TEXTO PARA LEER:
Homilía de S.E. Mons. Claudio Gatti del 14 mayo 2006
I lectura: Hch 9,26-31; Salmo 21; II lectura: 1Jn 3,18-24; Evangelio: Jn 15,1-8
En los designios de Dios nada es coincidencia y todo es providencia. Una vez más las lecturas de hoy, que han sido indicadas por los expertos litúrgicos, encajan perfectamente y están en perfecta sintonía con la celebración de hoy, en la que, como todos sabéis, elevamos todas nuestras oraciones por las almas consagradas. La consagración del hombre a Dios indica, ante todo, aquella elección de la que habla el Evangelio, cuando Jesús dice que el hombre no puede servir a dos señores, Dios y el dinero: o ama a uno o ama al otro, o bien odia a uno u odia al otro. En este sentido todos nosotros podemos entrar en el concepto de consagración porque, con el Bautismo, aunque seamos pequeños, en nombre nuestro, se hace una elección. Aquellas palabras que repetimos con cadencia, “renuncio, renuncio, creo, creo”, indican la primera elección que el hombre hace hacia Dios, pero la consagración es una realidad creciente porque se renueva en otros momentos de la vida. De hecho, puede ser consagración incluso la celebración del sacramento del matrimonio o un matrimonio que es solamente un contrato que, según la ley humana, incluso puede disolverse. Es consagración el momento en el que somos confirmados y elevados a la dignidad de soldados de Cristo al que escogemos como conductor en lugar de otro conductor. El matrimonio es una elección, una consagración, en la que el amor de los protagonistas tiene que estar orientado incluso en sentido longitudinal, además de vertical, porque tiene dos protagonistas y objetivos precisos: el cónyuge en lo que respecta al otro y los dos cónyuges en lo que respecta a los hijos.

TU TAREA: Según la homilía, ¿por quiénes se elevan todas las oraciones en la celebración de ese día?

Datos de expresiones referenciales basadas en fotos:
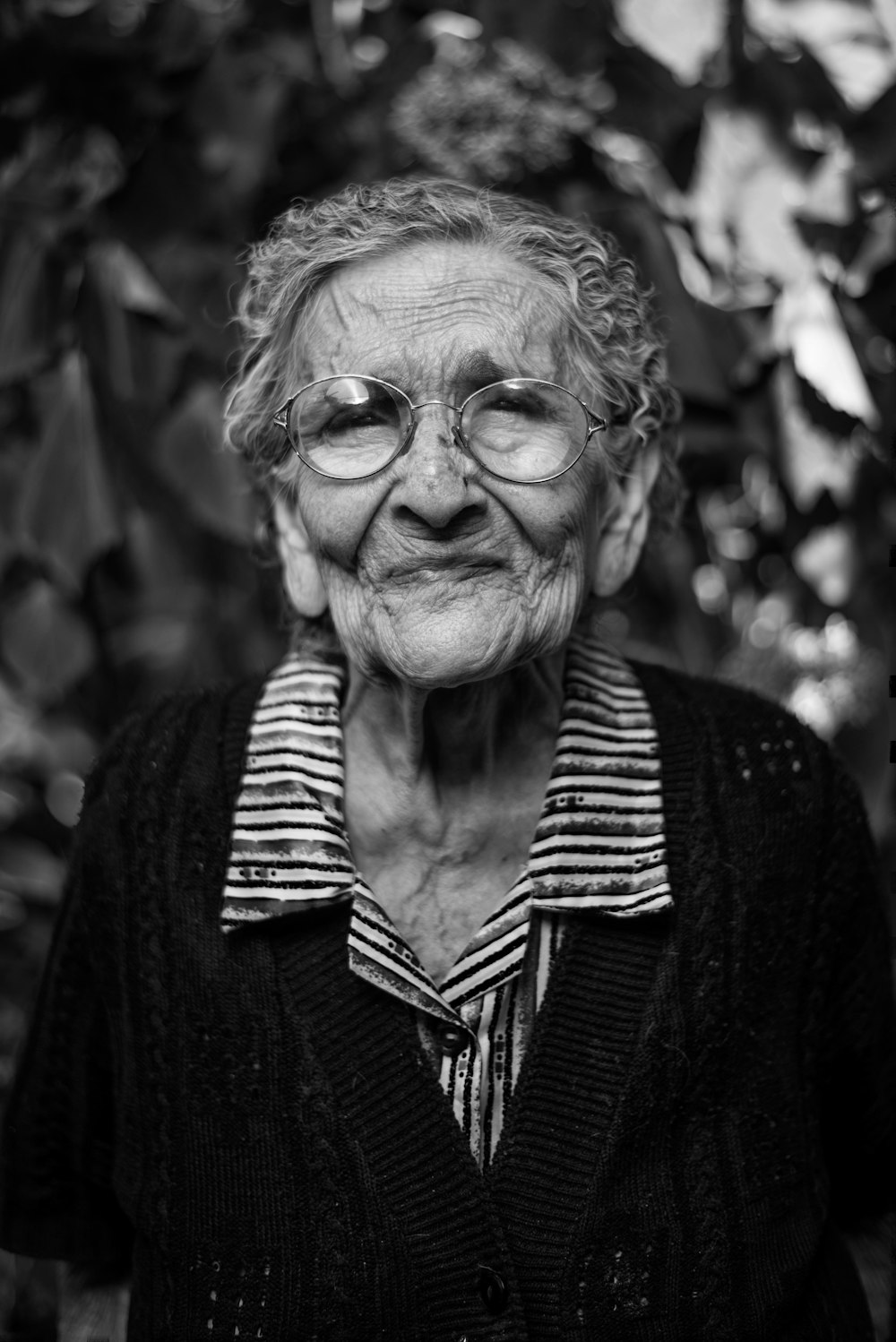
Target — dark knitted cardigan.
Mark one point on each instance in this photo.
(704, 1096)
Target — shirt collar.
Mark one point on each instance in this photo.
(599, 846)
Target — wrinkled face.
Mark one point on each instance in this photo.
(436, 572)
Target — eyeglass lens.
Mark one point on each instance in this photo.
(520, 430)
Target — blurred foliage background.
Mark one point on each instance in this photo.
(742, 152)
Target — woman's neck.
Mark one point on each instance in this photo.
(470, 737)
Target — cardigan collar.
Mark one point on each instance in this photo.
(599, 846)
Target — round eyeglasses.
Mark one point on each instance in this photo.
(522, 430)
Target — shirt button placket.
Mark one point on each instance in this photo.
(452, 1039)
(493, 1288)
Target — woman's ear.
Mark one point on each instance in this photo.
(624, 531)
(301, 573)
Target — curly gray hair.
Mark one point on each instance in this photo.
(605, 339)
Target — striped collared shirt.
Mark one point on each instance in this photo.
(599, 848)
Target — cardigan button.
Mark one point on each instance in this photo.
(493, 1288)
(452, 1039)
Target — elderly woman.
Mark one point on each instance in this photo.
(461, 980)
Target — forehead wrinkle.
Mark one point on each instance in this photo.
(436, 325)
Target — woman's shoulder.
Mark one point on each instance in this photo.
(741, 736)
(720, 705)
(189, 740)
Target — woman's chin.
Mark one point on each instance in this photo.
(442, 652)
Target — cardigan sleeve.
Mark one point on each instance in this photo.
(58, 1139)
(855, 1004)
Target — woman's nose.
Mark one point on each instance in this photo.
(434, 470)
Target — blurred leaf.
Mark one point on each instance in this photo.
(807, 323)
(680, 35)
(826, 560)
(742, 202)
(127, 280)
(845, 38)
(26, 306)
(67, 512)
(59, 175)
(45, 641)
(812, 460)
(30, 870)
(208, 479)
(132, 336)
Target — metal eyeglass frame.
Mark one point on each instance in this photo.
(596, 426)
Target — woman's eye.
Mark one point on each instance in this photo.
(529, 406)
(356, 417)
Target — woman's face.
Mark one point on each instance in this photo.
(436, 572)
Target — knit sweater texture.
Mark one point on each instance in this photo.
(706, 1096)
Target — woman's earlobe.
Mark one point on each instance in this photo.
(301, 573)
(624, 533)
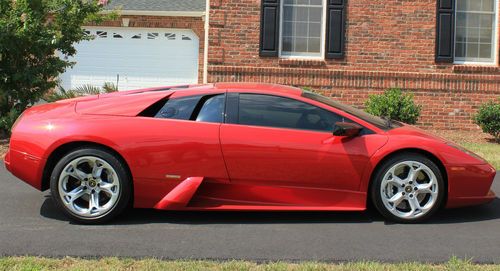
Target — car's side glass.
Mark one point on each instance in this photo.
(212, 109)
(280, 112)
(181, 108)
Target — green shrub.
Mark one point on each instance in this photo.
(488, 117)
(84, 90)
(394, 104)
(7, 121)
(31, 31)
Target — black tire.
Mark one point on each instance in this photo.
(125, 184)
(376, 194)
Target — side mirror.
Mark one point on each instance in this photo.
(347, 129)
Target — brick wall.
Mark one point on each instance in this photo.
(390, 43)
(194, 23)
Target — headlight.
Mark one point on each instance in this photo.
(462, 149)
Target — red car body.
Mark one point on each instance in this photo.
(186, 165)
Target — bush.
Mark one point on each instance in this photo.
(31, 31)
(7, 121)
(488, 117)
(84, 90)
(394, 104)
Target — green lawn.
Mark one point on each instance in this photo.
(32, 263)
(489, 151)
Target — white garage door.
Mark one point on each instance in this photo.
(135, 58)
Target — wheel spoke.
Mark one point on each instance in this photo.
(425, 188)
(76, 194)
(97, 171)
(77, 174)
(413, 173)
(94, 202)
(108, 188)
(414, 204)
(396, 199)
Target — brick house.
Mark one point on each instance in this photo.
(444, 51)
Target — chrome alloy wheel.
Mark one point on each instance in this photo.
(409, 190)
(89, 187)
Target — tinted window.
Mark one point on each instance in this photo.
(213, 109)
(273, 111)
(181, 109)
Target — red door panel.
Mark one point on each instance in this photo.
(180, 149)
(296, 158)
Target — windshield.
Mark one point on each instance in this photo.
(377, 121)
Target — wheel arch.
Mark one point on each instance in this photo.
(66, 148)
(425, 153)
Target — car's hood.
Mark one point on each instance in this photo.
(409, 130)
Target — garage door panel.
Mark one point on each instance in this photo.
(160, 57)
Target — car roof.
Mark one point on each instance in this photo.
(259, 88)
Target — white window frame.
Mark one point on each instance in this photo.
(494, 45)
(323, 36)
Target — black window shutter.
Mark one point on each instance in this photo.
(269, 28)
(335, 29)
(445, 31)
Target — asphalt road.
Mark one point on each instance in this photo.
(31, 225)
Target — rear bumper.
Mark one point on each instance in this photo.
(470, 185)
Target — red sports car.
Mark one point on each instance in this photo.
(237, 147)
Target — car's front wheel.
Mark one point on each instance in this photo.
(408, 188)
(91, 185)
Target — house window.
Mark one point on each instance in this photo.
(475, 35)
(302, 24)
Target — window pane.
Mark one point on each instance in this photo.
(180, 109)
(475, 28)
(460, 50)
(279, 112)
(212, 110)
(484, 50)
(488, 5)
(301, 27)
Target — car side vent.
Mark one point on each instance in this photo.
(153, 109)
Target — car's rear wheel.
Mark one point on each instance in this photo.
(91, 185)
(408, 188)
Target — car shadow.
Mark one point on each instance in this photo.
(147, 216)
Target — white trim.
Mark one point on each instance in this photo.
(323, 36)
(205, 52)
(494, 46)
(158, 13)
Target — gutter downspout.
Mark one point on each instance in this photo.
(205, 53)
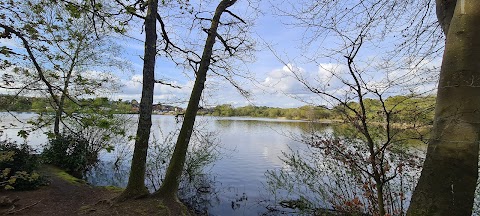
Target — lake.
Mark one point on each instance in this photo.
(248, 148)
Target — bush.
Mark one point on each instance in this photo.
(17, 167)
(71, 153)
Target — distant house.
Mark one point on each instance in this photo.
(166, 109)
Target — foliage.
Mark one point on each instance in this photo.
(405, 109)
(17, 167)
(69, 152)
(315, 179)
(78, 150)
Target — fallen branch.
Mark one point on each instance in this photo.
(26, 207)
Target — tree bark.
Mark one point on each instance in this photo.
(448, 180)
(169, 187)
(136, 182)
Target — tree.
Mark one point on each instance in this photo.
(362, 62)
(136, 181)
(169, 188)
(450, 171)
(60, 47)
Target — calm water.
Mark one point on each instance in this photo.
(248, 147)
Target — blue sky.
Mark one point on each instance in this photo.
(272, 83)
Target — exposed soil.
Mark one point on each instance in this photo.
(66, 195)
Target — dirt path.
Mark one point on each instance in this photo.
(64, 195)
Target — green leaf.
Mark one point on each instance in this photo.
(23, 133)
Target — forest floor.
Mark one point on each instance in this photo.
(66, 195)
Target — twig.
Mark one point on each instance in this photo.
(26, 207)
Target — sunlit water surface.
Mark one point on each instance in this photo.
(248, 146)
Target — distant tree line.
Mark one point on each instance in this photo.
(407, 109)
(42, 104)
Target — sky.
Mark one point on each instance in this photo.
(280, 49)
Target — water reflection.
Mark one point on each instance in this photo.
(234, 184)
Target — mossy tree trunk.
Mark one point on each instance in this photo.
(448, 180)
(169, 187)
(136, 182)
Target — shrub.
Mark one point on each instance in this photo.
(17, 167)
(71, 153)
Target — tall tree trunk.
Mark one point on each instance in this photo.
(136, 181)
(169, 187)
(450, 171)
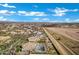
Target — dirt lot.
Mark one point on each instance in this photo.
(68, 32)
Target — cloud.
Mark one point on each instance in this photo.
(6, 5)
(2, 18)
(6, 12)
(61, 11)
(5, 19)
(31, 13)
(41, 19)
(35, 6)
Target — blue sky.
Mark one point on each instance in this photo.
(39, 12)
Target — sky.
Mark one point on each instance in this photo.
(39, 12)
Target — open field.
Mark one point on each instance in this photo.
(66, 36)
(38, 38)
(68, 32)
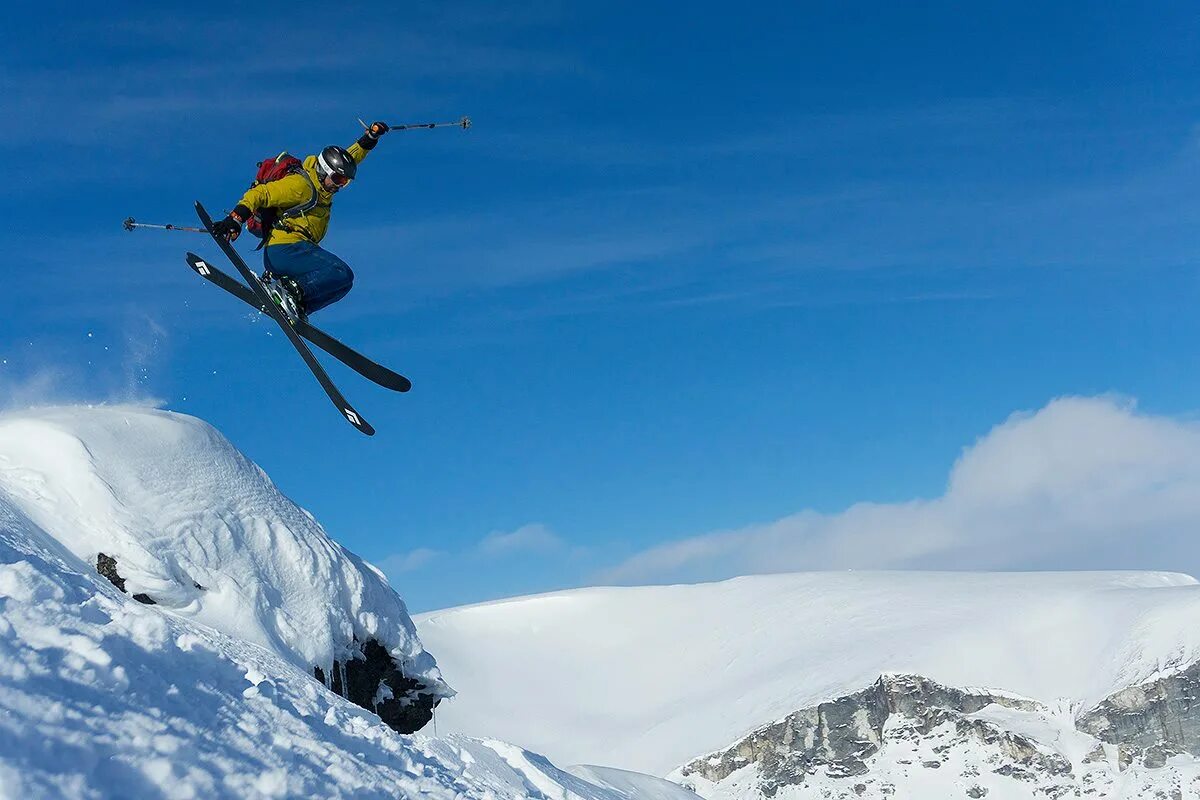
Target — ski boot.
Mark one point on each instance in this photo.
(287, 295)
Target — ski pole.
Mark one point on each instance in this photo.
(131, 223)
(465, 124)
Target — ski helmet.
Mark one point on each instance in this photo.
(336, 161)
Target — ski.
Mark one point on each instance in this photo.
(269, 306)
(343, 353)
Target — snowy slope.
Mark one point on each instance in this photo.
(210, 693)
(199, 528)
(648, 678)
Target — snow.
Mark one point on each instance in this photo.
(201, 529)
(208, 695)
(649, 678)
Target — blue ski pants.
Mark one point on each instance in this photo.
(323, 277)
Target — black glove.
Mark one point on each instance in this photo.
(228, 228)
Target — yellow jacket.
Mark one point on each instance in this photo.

SOLUCIÓN: Por las almas consagradas.